◆ Direction ◆
Which lines below contain the word "locomotive"? Copy out each one.

----- Records shown

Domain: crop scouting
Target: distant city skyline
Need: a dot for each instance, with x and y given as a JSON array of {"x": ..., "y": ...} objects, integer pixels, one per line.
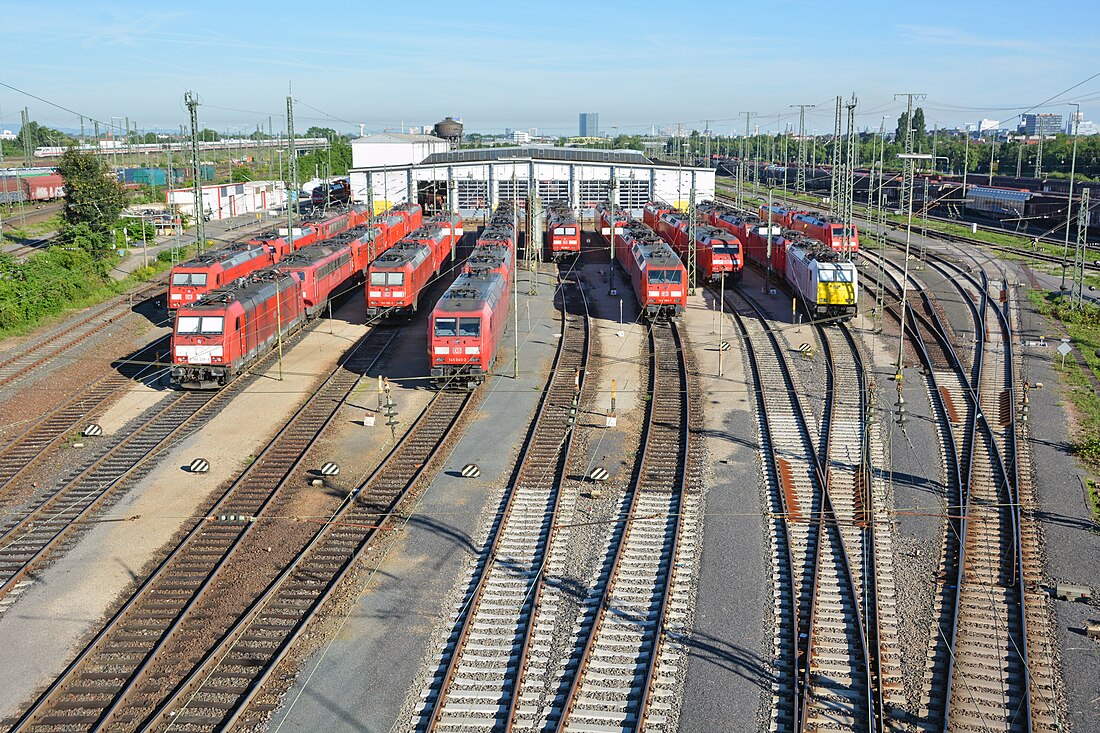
[{"x": 529, "y": 68}]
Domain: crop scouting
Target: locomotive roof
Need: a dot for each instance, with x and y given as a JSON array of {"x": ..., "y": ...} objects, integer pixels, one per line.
[
  {"x": 400, "y": 254},
  {"x": 227, "y": 255},
  {"x": 250, "y": 293},
  {"x": 812, "y": 249},
  {"x": 310, "y": 254},
  {"x": 428, "y": 230},
  {"x": 469, "y": 291},
  {"x": 658, "y": 253},
  {"x": 713, "y": 231}
]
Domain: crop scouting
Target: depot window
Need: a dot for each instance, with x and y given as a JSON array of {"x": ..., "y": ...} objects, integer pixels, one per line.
[
  {"x": 446, "y": 327},
  {"x": 664, "y": 276},
  {"x": 212, "y": 325},
  {"x": 189, "y": 279},
  {"x": 470, "y": 327},
  {"x": 387, "y": 279}
]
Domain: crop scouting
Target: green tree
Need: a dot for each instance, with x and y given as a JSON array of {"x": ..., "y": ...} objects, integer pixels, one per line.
[
  {"x": 328, "y": 133},
  {"x": 338, "y": 155},
  {"x": 920, "y": 132},
  {"x": 92, "y": 199},
  {"x": 902, "y": 126}
]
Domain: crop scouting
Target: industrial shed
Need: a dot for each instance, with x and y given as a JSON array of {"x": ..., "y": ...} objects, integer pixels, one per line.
[{"x": 474, "y": 181}]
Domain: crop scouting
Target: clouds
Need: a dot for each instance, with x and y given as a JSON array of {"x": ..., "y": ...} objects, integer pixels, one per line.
[{"x": 529, "y": 65}]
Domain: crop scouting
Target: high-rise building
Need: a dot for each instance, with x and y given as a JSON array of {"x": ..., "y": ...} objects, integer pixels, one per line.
[
  {"x": 590, "y": 124},
  {"x": 1045, "y": 124},
  {"x": 1076, "y": 117}
]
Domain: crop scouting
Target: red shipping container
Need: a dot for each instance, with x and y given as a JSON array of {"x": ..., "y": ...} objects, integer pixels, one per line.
[{"x": 44, "y": 188}]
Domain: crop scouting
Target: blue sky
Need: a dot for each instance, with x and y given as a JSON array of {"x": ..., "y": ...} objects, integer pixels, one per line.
[{"x": 520, "y": 65}]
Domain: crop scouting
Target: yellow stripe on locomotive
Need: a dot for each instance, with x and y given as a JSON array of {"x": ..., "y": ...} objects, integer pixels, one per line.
[{"x": 836, "y": 293}]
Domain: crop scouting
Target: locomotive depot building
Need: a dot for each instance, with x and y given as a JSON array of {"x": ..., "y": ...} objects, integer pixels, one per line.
[{"x": 392, "y": 168}]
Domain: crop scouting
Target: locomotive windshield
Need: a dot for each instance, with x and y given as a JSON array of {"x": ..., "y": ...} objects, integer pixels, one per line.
[
  {"x": 189, "y": 279},
  {"x": 469, "y": 326},
  {"x": 664, "y": 276},
  {"x": 387, "y": 277},
  {"x": 446, "y": 327},
  {"x": 833, "y": 274},
  {"x": 196, "y": 325}
]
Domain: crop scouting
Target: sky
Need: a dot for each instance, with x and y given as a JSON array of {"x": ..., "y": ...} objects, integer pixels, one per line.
[{"x": 496, "y": 65}]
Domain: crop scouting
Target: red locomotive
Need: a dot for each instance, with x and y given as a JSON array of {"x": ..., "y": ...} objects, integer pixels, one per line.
[
  {"x": 465, "y": 326},
  {"x": 717, "y": 253},
  {"x": 777, "y": 215},
  {"x": 219, "y": 337},
  {"x": 651, "y": 215},
  {"x": 657, "y": 275},
  {"x": 826, "y": 230},
  {"x": 563, "y": 234},
  {"x": 397, "y": 277},
  {"x": 191, "y": 279},
  {"x": 320, "y": 270}
]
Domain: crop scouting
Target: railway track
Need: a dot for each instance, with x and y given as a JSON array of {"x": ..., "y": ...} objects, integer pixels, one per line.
[
  {"x": 222, "y": 690},
  {"x": 119, "y": 678},
  {"x": 36, "y": 531},
  {"x": 21, "y": 452},
  {"x": 990, "y": 660},
  {"x": 483, "y": 664},
  {"x": 956, "y": 239},
  {"x": 627, "y": 667},
  {"x": 842, "y": 644},
  {"x": 44, "y": 349}
]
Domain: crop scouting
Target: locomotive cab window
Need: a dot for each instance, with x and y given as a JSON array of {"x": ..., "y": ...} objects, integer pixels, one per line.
[
  {"x": 187, "y": 325},
  {"x": 189, "y": 279},
  {"x": 469, "y": 327},
  {"x": 664, "y": 276},
  {"x": 446, "y": 327},
  {"x": 212, "y": 325}
]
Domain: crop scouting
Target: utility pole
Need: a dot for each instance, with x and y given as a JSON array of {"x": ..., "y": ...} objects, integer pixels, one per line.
[
  {"x": 1038, "y": 151},
  {"x": 193, "y": 107},
  {"x": 909, "y": 143},
  {"x": 1082, "y": 225},
  {"x": 748, "y": 119},
  {"x": 992, "y": 162},
  {"x": 849, "y": 179},
  {"x": 611, "y": 241},
  {"x": 292, "y": 164},
  {"x": 800, "y": 185},
  {"x": 1069, "y": 201},
  {"x": 966, "y": 159},
  {"x": 692, "y": 233},
  {"x": 834, "y": 184}
]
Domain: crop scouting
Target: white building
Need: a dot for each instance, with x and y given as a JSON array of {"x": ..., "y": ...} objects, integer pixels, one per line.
[
  {"x": 394, "y": 149},
  {"x": 475, "y": 181},
  {"x": 226, "y": 200}
]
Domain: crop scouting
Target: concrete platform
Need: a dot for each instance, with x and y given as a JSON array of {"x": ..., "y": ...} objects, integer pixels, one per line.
[{"x": 362, "y": 679}]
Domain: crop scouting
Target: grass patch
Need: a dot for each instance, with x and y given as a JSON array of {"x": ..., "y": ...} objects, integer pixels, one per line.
[
  {"x": 54, "y": 283},
  {"x": 1084, "y": 328}
]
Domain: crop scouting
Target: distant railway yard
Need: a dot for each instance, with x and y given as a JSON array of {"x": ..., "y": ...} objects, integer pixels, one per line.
[{"x": 616, "y": 465}]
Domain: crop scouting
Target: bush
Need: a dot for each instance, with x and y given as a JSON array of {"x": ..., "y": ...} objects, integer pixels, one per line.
[{"x": 45, "y": 284}]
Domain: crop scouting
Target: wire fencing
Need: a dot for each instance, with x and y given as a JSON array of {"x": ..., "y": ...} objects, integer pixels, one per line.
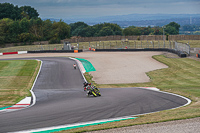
[{"x": 123, "y": 44}]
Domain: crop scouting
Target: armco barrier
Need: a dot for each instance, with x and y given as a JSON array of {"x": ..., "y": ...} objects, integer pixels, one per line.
[
  {"x": 198, "y": 55},
  {"x": 54, "y": 51},
  {"x": 10, "y": 53},
  {"x": 179, "y": 53}
]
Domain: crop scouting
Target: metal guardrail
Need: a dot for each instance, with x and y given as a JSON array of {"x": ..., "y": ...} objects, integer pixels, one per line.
[{"x": 182, "y": 47}]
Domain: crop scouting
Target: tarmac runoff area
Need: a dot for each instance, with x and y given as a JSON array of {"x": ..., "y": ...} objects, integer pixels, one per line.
[
  {"x": 121, "y": 61},
  {"x": 112, "y": 67}
]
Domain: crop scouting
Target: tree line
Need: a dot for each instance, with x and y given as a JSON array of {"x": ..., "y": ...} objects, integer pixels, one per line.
[{"x": 23, "y": 25}]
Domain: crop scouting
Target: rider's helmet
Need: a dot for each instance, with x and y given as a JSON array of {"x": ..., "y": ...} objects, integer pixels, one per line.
[{"x": 85, "y": 83}]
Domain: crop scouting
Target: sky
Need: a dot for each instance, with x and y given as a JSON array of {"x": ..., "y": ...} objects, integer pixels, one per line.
[{"x": 62, "y": 9}]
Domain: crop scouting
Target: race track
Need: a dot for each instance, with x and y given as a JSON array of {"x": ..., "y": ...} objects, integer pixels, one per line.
[{"x": 60, "y": 100}]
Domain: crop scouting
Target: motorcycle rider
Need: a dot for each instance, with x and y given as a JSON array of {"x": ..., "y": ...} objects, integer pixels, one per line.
[
  {"x": 86, "y": 86},
  {"x": 74, "y": 66}
]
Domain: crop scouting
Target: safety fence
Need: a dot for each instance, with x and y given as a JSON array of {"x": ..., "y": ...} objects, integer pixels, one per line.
[
  {"x": 182, "y": 47},
  {"x": 122, "y": 44}
]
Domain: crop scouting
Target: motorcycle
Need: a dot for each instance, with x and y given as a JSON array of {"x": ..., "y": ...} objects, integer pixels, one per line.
[
  {"x": 91, "y": 90},
  {"x": 74, "y": 66}
]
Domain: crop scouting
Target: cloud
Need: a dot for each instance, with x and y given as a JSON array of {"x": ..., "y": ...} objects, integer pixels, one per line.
[{"x": 66, "y": 8}]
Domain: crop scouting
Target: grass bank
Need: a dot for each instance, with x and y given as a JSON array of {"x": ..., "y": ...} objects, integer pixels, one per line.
[
  {"x": 16, "y": 79},
  {"x": 182, "y": 77},
  {"x": 132, "y": 44}
]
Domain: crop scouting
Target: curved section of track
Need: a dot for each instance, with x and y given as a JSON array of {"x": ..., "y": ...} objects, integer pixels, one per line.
[{"x": 60, "y": 100}]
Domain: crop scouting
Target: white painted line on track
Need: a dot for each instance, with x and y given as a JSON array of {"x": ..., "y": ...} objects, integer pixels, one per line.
[
  {"x": 81, "y": 124},
  {"x": 81, "y": 68},
  {"x": 22, "y": 52},
  {"x": 32, "y": 93},
  {"x": 26, "y": 102}
]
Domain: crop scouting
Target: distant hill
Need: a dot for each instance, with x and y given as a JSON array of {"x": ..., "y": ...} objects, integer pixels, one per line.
[{"x": 140, "y": 19}]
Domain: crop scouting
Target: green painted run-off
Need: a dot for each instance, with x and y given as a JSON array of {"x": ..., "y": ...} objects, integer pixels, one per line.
[
  {"x": 83, "y": 125},
  {"x": 2, "y": 108},
  {"x": 87, "y": 65}
]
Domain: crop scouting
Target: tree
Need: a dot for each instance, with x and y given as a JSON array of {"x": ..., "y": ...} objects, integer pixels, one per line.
[
  {"x": 29, "y": 12},
  {"x": 8, "y": 10},
  {"x": 24, "y": 25},
  {"x": 106, "y": 31}
]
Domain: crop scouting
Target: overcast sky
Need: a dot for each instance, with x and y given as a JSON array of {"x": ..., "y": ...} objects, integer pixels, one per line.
[{"x": 62, "y": 9}]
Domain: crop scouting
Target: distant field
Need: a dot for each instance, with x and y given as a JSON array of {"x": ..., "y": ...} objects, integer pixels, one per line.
[
  {"x": 102, "y": 44},
  {"x": 182, "y": 77}
]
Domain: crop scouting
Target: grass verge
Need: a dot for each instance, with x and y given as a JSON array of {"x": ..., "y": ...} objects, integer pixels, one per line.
[
  {"x": 16, "y": 79},
  {"x": 182, "y": 77},
  {"x": 102, "y": 45}
]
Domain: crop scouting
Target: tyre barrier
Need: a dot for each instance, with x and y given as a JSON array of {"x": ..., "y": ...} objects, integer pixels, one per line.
[
  {"x": 179, "y": 53},
  {"x": 56, "y": 51},
  {"x": 198, "y": 55}
]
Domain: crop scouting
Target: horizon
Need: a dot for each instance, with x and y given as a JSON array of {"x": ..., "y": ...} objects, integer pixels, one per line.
[{"x": 75, "y": 9}]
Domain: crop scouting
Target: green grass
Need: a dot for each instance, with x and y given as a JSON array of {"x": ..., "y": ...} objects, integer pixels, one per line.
[
  {"x": 192, "y": 43},
  {"x": 182, "y": 77},
  {"x": 16, "y": 79},
  {"x": 102, "y": 44}
]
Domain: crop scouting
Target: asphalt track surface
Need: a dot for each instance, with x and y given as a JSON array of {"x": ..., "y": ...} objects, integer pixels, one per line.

----------

◆ Correct result ◆
Target: locomotive roof
Target: yellow stripe on locomotive
Target: locomotive depot building
Target: locomotive windshield
Target: red locomotive
Target: locomotive cab window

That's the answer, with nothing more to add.